Task to carry out
Set the whole listing down again without deviation.

Input for this task

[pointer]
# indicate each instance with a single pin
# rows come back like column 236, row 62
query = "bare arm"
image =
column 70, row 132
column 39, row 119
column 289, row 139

Answer
[pointer]
# indicate each instance with a single pin
# rows come back like column 236, row 62
query = "bare arm"
image =
column 70, row 132
column 39, row 119
column 289, row 139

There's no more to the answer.